#### Source records

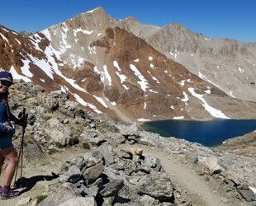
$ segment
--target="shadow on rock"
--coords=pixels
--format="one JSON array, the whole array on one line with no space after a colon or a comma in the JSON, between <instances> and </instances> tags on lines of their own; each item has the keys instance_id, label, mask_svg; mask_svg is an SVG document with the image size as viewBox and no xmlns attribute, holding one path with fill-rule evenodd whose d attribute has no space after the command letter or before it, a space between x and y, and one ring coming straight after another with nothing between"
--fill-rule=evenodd
<instances>
[{"instance_id":1,"label":"shadow on rock","mask_svg":"<svg viewBox=\"0 0 256 206\"><path fill-rule=\"evenodd\" d=\"M31 190L39 181L45 181L45 180L50 181L58 177L59 175L56 175L54 172L51 173L51 176L31 176L30 178L21 177L14 183L13 188L14 189L25 188L21 191L21 194L22 194Z\"/></svg>"}]
</instances>

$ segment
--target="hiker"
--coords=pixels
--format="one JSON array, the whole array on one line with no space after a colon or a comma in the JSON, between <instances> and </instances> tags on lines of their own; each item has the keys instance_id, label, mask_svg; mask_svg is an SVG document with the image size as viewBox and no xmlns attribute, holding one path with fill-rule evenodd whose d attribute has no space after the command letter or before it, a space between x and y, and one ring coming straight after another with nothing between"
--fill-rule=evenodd
<instances>
[{"instance_id":1,"label":"hiker","mask_svg":"<svg viewBox=\"0 0 256 206\"><path fill-rule=\"evenodd\" d=\"M8 89L13 84L12 75L9 72L0 72L0 174L5 159L8 161L6 167L3 185L0 187L0 197L2 199L14 198L20 194L18 191L11 190L11 184L18 164L18 155L12 144L15 126L24 126L24 122L15 117L8 105Z\"/></svg>"}]
</instances>

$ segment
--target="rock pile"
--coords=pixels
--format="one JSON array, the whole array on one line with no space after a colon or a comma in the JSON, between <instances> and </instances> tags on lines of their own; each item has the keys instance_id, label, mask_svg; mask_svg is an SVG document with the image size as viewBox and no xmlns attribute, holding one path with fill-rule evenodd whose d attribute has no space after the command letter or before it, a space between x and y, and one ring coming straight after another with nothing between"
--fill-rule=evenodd
<instances>
[{"instance_id":1,"label":"rock pile","mask_svg":"<svg viewBox=\"0 0 256 206\"><path fill-rule=\"evenodd\" d=\"M135 124L88 113L60 91L46 93L40 87L17 82L10 93L13 113L26 108L29 115L26 158L40 160L71 147L85 151L72 159L64 157L66 162L57 174L59 183L38 205L192 205L178 185L173 185L161 160L145 155L140 145L196 165L198 175L224 184L228 198L256 205L252 190L256 188L256 160L249 156L217 152L143 131Z\"/></svg>"}]
</instances>

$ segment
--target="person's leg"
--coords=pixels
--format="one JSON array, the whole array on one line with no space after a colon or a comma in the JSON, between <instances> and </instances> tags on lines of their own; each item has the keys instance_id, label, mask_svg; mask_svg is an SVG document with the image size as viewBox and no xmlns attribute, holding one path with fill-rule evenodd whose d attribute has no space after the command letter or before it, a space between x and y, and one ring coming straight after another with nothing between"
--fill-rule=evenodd
<instances>
[{"instance_id":1,"label":"person's leg","mask_svg":"<svg viewBox=\"0 0 256 206\"><path fill-rule=\"evenodd\" d=\"M0 150L0 154L8 160L8 164L4 171L3 185L1 199L14 198L20 194L18 191L11 190L11 184L17 166L19 157L16 149L12 147Z\"/></svg>"},{"instance_id":2,"label":"person's leg","mask_svg":"<svg viewBox=\"0 0 256 206\"><path fill-rule=\"evenodd\" d=\"M3 165L4 160L5 160L4 156L2 156L0 153L0 176L1 176L2 167L2 165Z\"/></svg>"},{"instance_id":3,"label":"person's leg","mask_svg":"<svg viewBox=\"0 0 256 206\"><path fill-rule=\"evenodd\" d=\"M19 157L16 149L13 147L1 150L0 154L8 160L8 165L3 176L3 185L10 186L19 161Z\"/></svg>"},{"instance_id":4,"label":"person's leg","mask_svg":"<svg viewBox=\"0 0 256 206\"><path fill-rule=\"evenodd\" d=\"M0 176L2 171L2 167L4 162L5 157L0 153ZM2 187L0 185L0 194L2 192Z\"/></svg>"}]
</instances>

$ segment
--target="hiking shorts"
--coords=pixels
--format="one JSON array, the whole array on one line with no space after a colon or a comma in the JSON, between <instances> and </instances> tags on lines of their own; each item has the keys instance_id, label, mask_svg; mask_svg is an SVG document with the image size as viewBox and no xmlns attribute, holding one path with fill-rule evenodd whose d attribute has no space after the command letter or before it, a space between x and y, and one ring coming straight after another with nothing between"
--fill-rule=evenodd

########

#### Exercise instructions:
Which lines in the entries above contain the string "target"? Return each of them in full.

#### Task result:
--target="shadow on rock"
--target="hiker"
--target="rock pile"
--target="person's leg"
--target="hiking shorts"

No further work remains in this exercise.